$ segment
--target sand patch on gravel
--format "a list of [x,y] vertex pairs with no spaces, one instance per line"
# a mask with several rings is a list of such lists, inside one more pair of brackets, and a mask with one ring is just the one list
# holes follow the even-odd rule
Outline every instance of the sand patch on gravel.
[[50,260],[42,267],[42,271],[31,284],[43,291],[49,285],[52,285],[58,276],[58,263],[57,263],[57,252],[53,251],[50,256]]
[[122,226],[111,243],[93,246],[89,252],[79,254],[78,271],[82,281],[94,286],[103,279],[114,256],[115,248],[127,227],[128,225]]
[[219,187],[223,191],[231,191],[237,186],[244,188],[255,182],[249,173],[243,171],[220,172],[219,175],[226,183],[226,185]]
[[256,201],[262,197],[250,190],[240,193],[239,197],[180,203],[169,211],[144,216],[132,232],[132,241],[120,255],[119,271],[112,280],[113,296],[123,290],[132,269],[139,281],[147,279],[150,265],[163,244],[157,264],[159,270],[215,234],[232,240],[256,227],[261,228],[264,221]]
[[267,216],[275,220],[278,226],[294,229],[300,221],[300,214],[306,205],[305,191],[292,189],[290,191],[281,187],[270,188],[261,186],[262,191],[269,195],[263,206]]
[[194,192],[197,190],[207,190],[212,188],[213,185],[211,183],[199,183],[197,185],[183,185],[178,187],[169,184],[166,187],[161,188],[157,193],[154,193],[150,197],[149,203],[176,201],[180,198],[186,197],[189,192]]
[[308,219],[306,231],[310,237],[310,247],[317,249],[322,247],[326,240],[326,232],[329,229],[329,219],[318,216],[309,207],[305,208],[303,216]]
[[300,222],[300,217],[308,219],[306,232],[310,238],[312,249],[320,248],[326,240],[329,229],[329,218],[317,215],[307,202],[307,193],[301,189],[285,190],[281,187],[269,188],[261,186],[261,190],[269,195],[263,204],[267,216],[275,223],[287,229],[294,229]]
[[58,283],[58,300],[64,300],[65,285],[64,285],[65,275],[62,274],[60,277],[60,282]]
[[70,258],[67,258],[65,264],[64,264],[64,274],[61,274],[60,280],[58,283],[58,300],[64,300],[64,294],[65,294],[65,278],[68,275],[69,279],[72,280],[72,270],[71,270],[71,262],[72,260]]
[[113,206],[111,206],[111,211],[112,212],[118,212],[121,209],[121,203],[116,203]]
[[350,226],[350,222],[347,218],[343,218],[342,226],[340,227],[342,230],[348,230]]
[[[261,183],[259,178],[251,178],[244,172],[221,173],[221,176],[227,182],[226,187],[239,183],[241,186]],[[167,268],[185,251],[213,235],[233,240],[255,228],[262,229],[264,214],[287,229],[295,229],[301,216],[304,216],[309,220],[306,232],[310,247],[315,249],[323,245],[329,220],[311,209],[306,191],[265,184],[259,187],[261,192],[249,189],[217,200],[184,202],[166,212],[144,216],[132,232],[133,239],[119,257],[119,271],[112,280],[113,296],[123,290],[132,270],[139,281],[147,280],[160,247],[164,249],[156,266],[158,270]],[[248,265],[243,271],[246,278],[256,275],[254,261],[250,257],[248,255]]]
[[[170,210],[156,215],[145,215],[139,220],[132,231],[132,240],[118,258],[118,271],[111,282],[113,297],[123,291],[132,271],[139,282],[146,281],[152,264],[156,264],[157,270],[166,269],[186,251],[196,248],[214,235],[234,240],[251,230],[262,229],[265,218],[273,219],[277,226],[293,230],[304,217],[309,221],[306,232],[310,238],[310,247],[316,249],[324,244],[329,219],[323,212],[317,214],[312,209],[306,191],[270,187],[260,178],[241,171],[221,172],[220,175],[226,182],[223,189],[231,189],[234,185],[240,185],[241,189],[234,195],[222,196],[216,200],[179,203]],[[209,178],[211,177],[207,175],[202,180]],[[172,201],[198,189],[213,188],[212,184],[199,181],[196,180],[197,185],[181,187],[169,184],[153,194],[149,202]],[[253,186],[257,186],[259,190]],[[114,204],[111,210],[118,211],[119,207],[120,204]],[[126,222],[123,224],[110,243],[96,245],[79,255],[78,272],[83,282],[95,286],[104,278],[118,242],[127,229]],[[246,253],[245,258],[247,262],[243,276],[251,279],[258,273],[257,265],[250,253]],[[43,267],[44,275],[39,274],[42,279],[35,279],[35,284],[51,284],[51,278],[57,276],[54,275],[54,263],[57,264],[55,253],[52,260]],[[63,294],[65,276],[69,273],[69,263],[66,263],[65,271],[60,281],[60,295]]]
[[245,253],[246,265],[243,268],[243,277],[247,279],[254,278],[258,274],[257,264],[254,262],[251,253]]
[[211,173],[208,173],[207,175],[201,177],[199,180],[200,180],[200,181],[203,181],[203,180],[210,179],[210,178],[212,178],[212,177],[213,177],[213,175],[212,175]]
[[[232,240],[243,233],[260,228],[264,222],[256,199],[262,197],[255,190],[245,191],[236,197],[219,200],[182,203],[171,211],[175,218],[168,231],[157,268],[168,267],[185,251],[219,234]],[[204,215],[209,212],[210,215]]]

━━━━

The problem |
Once you have read the records above, set each one down again exactly.

Exercise response |
$ segment
--target sand patch on gravel
--format "a list of [x,y] vertex pairs with no spaces, one instance per line"
# a mask with several rings is a list of such lists, inside one more pair of brackets, and a mask with one ring is just the one list
# holes follow the even-odd rule
Outline every instance of the sand patch on gravel.
[[50,260],[42,267],[42,271],[31,284],[43,291],[49,285],[52,285],[58,276],[58,263],[57,263],[57,252],[53,251],[50,256]]
[[122,226],[111,243],[93,246],[89,252],[79,254],[78,271],[82,281],[94,286],[103,279],[114,256],[115,248],[127,227],[128,225]]
[[219,187],[223,191],[231,191],[237,186],[244,188],[255,182],[249,173],[243,171],[220,172],[219,175],[226,183],[226,185]]
[[256,201],[262,197],[250,190],[240,193],[239,197],[180,203],[169,211],[144,216],[132,232],[132,241],[120,255],[119,271],[112,280],[113,296],[123,290],[132,269],[139,281],[147,279],[150,265],[163,244],[157,264],[159,270],[215,234],[232,240],[256,227],[261,228],[264,221]]
[[267,216],[275,220],[278,226],[294,229],[300,221],[300,214],[306,205],[305,191],[292,189],[290,191],[281,187],[270,188],[261,186],[262,191],[269,195],[263,206]]
[[194,192],[197,190],[207,190],[212,188],[213,185],[211,183],[199,183],[197,185],[183,185],[178,187],[169,184],[166,187],[161,188],[157,193],[154,193],[150,197],[149,203],[176,201],[180,198],[186,197],[189,192]]
[[308,219],[306,231],[310,237],[310,247],[317,249],[322,247],[326,240],[326,232],[329,229],[329,219],[318,216],[309,207],[305,208],[303,216]]
[[300,222],[300,217],[308,219],[306,232],[310,238],[312,249],[320,248],[326,240],[329,229],[329,218],[317,215],[307,202],[307,193],[301,189],[285,190],[281,187],[269,188],[261,186],[261,190],[269,195],[263,204],[267,216],[275,223],[287,229],[294,229]]
[[58,283],[58,300],[64,300],[65,285],[64,285],[65,275],[62,274],[60,277],[60,282]]
[[70,258],[67,258],[65,264],[64,264],[64,274],[61,274],[60,280],[58,283],[58,300],[64,300],[64,294],[65,294],[65,278],[68,275],[69,279],[72,280],[72,270],[71,270],[71,262],[72,260]]
[[113,206],[111,206],[111,211],[112,212],[118,212],[121,209],[121,203],[116,203]]
[[350,226],[350,222],[347,218],[343,218],[342,226],[340,227],[342,230],[348,230]]
[[[261,183],[259,178],[251,178],[244,172],[221,173],[221,176],[227,182],[226,187],[239,183],[241,186]],[[167,268],[185,251],[213,235],[233,240],[255,228],[262,229],[264,214],[287,229],[295,229],[301,216],[304,216],[309,220],[306,232],[310,247],[315,249],[323,245],[329,220],[311,209],[306,191],[265,184],[259,187],[261,192],[249,189],[217,200],[184,202],[166,212],[144,216],[132,232],[133,239],[119,257],[119,271],[112,280],[113,296],[123,290],[132,270],[139,281],[147,280],[160,247],[164,249],[156,266],[158,270]],[[248,265],[243,271],[246,278],[256,275],[254,261],[250,257],[248,255]]]
[[[170,210],[156,215],[145,215],[139,220],[132,231],[132,240],[118,258],[118,271],[111,282],[113,297],[123,291],[132,271],[139,282],[146,281],[152,264],[156,264],[157,270],[166,269],[186,251],[196,248],[214,235],[234,240],[251,230],[262,229],[265,218],[273,219],[277,226],[293,230],[304,217],[309,221],[306,232],[310,238],[310,247],[316,249],[324,244],[329,219],[323,212],[317,214],[312,209],[306,191],[270,187],[260,178],[241,171],[221,172],[220,175],[226,182],[223,189],[231,189],[234,185],[240,185],[241,189],[234,195],[222,196],[216,200],[179,203]],[[209,178],[211,177],[207,175],[202,180]],[[172,201],[198,189],[213,188],[212,184],[199,181],[196,180],[197,185],[181,187],[169,184],[153,194],[149,202]],[[253,186],[257,186],[259,190]],[[114,204],[111,210],[118,211],[119,207],[120,204]],[[126,222],[123,224],[110,243],[96,245],[79,255],[78,272],[83,282],[95,286],[104,278],[118,242],[127,229]],[[246,253],[245,258],[247,262],[243,276],[251,279],[258,273],[257,265],[250,253]],[[43,267],[44,275],[39,274],[42,279],[35,279],[35,284],[51,284],[51,278],[57,276],[54,275],[54,263],[57,264],[55,253],[52,260]],[[63,294],[65,276],[69,273],[69,263],[66,263],[65,271],[60,281],[60,295]]]
[[245,253],[246,265],[243,268],[243,277],[247,279],[254,278],[258,274],[257,264],[254,262],[251,253]]
[[211,173],[208,173],[207,175],[201,177],[199,180],[200,180],[200,181],[203,181],[203,180],[210,179],[210,178],[212,178],[212,177],[213,177],[213,175],[212,175]]
[[[232,240],[243,233],[260,228],[264,222],[256,199],[262,197],[255,190],[245,191],[236,197],[219,200],[182,203],[171,211],[175,218],[168,231],[157,268],[168,267],[185,251],[219,234]],[[204,215],[209,212],[210,215]]]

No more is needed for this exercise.